PROBLEM DETAILS: Turn every line of the rows below into a Markdown table with two columns, No. and Line, numbering each line and skipping any blank ones. Leave the pictures out of your answer.
++++ EXERCISE MATERIALS
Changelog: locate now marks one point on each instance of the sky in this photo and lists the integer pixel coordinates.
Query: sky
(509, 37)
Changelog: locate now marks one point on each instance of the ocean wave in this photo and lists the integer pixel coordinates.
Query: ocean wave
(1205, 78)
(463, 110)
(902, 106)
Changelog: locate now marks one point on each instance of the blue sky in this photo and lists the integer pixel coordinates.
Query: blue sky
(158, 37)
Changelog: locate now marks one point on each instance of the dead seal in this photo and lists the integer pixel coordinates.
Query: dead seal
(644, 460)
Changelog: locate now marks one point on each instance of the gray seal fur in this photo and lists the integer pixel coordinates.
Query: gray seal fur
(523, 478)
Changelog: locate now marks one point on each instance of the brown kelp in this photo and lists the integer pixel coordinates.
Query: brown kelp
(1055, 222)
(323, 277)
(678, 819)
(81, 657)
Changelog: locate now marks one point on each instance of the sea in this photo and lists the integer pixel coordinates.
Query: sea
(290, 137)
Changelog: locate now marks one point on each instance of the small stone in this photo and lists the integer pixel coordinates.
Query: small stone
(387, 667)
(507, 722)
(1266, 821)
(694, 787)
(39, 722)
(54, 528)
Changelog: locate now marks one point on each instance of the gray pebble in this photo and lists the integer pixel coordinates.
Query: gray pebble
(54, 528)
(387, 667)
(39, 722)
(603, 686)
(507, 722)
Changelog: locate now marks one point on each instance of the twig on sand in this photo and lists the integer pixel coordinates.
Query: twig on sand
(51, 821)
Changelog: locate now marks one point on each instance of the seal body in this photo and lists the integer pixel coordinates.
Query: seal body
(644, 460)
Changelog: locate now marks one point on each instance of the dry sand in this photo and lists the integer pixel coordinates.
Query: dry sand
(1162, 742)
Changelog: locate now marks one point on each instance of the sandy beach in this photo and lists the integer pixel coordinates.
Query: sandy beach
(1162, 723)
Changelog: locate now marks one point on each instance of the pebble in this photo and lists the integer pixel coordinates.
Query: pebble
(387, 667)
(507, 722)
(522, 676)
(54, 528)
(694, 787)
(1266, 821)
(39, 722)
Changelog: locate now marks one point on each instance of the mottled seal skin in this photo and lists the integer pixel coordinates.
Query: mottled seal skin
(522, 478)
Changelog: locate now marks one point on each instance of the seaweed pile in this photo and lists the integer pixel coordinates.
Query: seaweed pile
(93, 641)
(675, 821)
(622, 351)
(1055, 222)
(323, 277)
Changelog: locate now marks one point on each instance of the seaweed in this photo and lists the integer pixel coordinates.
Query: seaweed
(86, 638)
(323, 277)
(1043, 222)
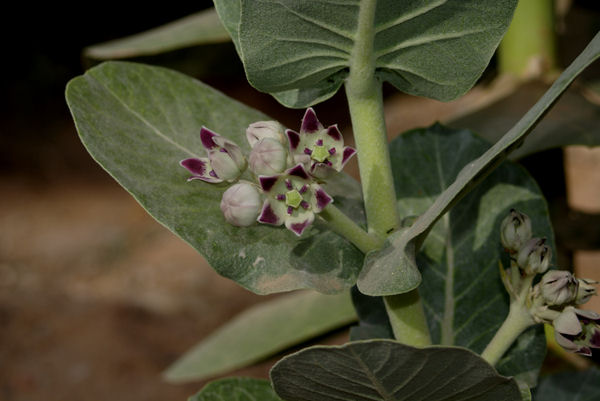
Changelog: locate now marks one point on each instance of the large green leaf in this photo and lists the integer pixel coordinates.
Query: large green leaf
(300, 51)
(196, 29)
(464, 299)
(386, 370)
(570, 386)
(138, 122)
(381, 278)
(262, 331)
(236, 389)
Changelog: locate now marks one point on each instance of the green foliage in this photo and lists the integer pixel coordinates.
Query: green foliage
(387, 370)
(301, 51)
(196, 29)
(570, 386)
(139, 121)
(382, 278)
(236, 389)
(262, 331)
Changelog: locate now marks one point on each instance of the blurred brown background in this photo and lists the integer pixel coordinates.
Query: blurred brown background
(96, 298)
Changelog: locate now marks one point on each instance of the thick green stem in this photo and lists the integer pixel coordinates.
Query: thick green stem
(529, 46)
(365, 101)
(407, 318)
(346, 227)
(516, 322)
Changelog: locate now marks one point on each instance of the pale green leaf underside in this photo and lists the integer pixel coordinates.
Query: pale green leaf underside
(138, 122)
(384, 370)
(262, 331)
(463, 296)
(194, 30)
(237, 389)
(436, 48)
(471, 172)
(570, 386)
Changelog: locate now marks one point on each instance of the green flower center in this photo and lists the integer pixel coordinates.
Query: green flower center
(293, 198)
(320, 153)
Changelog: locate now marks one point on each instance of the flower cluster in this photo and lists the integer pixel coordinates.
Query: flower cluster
(288, 166)
(554, 299)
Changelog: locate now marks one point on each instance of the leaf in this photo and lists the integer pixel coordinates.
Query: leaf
(138, 122)
(301, 51)
(373, 321)
(386, 370)
(236, 389)
(262, 331)
(196, 29)
(570, 386)
(383, 279)
(464, 299)
(572, 121)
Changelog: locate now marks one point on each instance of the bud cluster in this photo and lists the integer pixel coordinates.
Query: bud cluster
(288, 167)
(554, 298)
++++++++
REPLY:
| No. | Line |
|---|---|
| 1 | Changelog: locate now marks one point on each instance of the sky in this photo and lists the integer pixel coordinates. |
| 2 | Query: sky |
| 3 | (509, 37) |
| 4 | Changelog: locate now marks one point on each instance of the ocean wave in this photo and lists the integer pixel coordinates. |
| 5 | Query: ocean wave |
| 6 | (1205, 78) |
| 7 | (463, 110) |
| 8 | (902, 106) |
| 9 | Changelog: locate now marks one point on each instance of the blue sky in this photo and lists the integer pixel coordinates. |
| 10 | Query: blue sky |
| 11 | (158, 37) |
| 12 | Changelog: locate now marks one point on each instance of the dead seal in this photo and lists the integer pixel coordinates. |
| 13 | Query: dead seal |
| 14 | (644, 460) |
| 15 | Changelog: locate now marks one point on each instance of the gray seal fur in this photo and lists the integer pixel coordinates. |
| 16 | Query: gray seal fur |
| 17 | (523, 478) |
| 18 | Changelog: locate now marks one point on each instance of the brown kelp in this photo and lists the integer pixel coordinates. |
| 19 | Query: brown kelp |
| 20 | (1055, 222) |
| 21 | (323, 277) |
| 22 | (678, 819) |
| 23 | (81, 657) |
| 24 | Changelog: locate now marks one point on each instance of the sea in this photo and lists the integer pixel coordinates. |
| 25 | Query: sea |
| 26 | (290, 137) |
| 27 | Changelog: locate now marks one point on each instance of the small stone in this photo and lists the integer pixel coordinates. |
| 28 | Query: small stone |
| 29 | (387, 667) |
| 30 | (507, 722) |
| 31 | (1266, 821) |
| 32 | (694, 787) |
| 33 | (39, 722) |
| 34 | (54, 528) |
| 35 | Changelog: locate now marks one point on each instance of the gray pebble in this photo and lists the integer pixel coordinates. |
| 36 | Query: gray pebble |
| 37 | (54, 528) |
| 38 | (387, 667) |
| 39 | (39, 722) |
| 40 | (603, 686) |
| 41 | (507, 722) |
| 42 | Changelog: locate now marks one point on each instance of the twig on sand in this photo and lists the integer pixel coordinates. |
| 43 | Query: twig on sand |
| 44 | (51, 821) |
| 45 | Changelog: locate now marks one point on each instance of the seal body in this photo and lists the integer pixel coordinates. |
| 46 | Query: seal body |
| 47 | (644, 460) |
| 48 | Changelog: locate now marks one point on each instance of the dry sand in this photo and lists the integer pixel coordinates. |
| 49 | Query: dry sand |
| 50 | (1162, 742) |
| 51 | Changelog: locate now marks one point on each instance of the sandy beach in this photo and lists the integer pixel coordinates. |
| 52 | Query: sandy beach |
| 53 | (1162, 723) |
| 54 | Changelog: locate now marks one point on each instance of the pebble in this photo and lists the integer pixel coordinates. |
| 55 | Query: pebble |
| 56 | (387, 667) |
| 57 | (507, 722) |
| 58 | (522, 676) |
| 59 | (54, 528) |
| 60 | (694, 787) |
| 61 | (1266, 821) |
| 62 | (39, 722) |
| 63 | Changelog: locate now marks one point on each instance of the mottled seal skin in this photo and lists the integer pixel coordinates. |
| 64 | Query: mottled seal skin |
| 65 | (522, 478) |
| 66 | Changelog: locate now marks one point on each instance of the seaweed pile in this photo and lists the integer pixel coordinates. |
| 67 | Query: seaweed pile |
| 68 | (93, 641) |
| 69 | (675, 821) |
| 70 | (622, 351) |
| 71 | (1055, 222) |
| 72 | (323, 277) |
| 73 | Changelog: locate now marks one point on each instance of the seaweed in this photo and lists the integer pixel coordinates. |
| 74 | Query: seaweed |
| 75 | (86, 638) |
| 76 | (323, 277) |
| 77 | (1043, 222) |
| 78 | Changelog: locate now marks one point on each instance of the large green leaf in this photo and lists the integer pixel coordinates. |
| 79 | Query: large green leaf |
| 80 | (300, 51) |
| 81 | (196, 29) |
| 82 | (464, 299) |
| 83 | (386, 370) |
| 84 | (570, 386) |
| 85 | (138, 122) |
| 86 | (381, 278) |
| 87 | (262, 331) |
| 88 | (236, 389) |
| 89 | Changelog: locate now marks one point on each instance of the green foliage in this photo and lists the integer pixel coordinates. |
| 90 | Query: green foliage |
| 91 | (387, 370) |
| 92 | (301, 51) |
| 93 | (196, 29) |
| 94 | (570, 386) |
| 95 | (139, 121) |
| 96 | (382, 278) |
| 97 | (236, 389) |
| 98 | (262, 331) |
| 99 | Changelog: locate now marks one point on each instance of the blurred brown background in this photo and lists the integer pixel coordinates. |
| 100 | Query: blurred brown background |
| 101 | (96, 298) |
| 102 | Changelog: locate now marks one point on each instance of the thick green stem in this photo and lists the integer pixel coordinates. |
| 103 | Query: thick green stem |
| 104 | (529, 46) |
| 105 | (365, 101) |
| 106 | (407, 318) |
| 107 | (346, 227) |
| 108 | (516, 322) |
| 109 | Changelog: locate now marks one point on each instance of the pale green leaf underside in this photo and lists the integer pixel coordinates. |
| 110 | Query: pale green leaf underside |
| 111 | (138, 122) |
| 112 | (384, 370) |
| 113 | (262, 331) |
| 114 | (463, 296) |
| 115 | (194, 30) |
| 116 | (237, 389) |
| 117 | (436, 48) |
| 118 | (471, 172) |
| 119 | (570, 386) |
| 120 | Changelog: locate now marks one point on each instance of the green flower center in this photo and lists the integer pixel coordinates. |
| 121 | Query: green flower center |
| 122 | (293, 198) |
| 123 | (320, 153) |
| 124 | Changelog: locate now marks one point on each instance of the flower cluster in this photo and lists the integer pixel coordinates. |
| 125 | Query: flower cluster |
| 126 | (288, 166) |
| 127 | (554, 299) |
| 128 | Changelog: locate now marks one point on each instance of the leaf in this photo and lists the integer pixel coordinates. |
| 129 | Query: leaf |
| 130 | (138, 122) |
| 131 | (301, 51) |
| 132 | (373, 321) |
| 133 | (386, 370) |
| 134 | (236, 389) |
| 135 | (262, 331) |
| 136 | (196, 29) |
| 137 | (570, 386) |
| 138 | (383, 279) |
| 139 | (464, 299) |
| 140 | (572, 121) |
| 141 | Changelog: locate now marks one point on each instance of the bud cluster in this photo and lists the integer pixel coordinates. |
| 142 | Query: bud cluster |
| 143 | (288, 167) |
| 144 | (554, 298) |